___ Information shown
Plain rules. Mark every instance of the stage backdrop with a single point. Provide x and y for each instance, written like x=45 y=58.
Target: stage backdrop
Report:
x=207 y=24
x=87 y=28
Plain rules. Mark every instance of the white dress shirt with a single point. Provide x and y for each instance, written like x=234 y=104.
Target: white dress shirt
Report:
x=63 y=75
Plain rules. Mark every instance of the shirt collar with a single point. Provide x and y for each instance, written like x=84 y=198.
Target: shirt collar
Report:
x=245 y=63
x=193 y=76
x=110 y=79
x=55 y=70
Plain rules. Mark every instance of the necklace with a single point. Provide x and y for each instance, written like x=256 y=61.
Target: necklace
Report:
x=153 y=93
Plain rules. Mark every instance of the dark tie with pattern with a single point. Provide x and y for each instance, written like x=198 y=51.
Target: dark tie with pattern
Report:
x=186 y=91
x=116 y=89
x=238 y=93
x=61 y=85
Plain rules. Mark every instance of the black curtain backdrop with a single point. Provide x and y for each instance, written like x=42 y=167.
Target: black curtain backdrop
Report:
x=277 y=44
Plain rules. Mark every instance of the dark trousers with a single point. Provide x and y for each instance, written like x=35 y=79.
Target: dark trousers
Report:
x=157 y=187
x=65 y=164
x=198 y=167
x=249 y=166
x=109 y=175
______
● **Aim of the task**
Out of the preceding entries, pull each line that contains the word "instance".

● **Solution to this problem**
Plain rules. Mark every instance of the stage backdrop with a single point. Provide x and y for each instance, written like x=45 y=58.
Plain rules. Mark every instance of the white dress shirt with a single point. Provide x and y for each instance, written like x=234 y=104.
Plain rules. Mark every instance of the shirt collar with a single point. Provide x and y for each instance, written like x=84 y=198.
Plain rules. Mark every instance of the necklace with a single point. Provide x and y for each instance, written like x=256 y=61.
Plain rules. Mark every instance of the dark tie with pattern with a single point. Provide x and y for each instance, written like x=198 y=51.
Plain rules. Mark every instance of the black curtain backdrop with a single point. Provide x and y for each instance, written like x=42 y=167.
Plain rules. Mark every instance of the dark trousers with a single point. Provide x and y for each instance, written like x=35 y=79.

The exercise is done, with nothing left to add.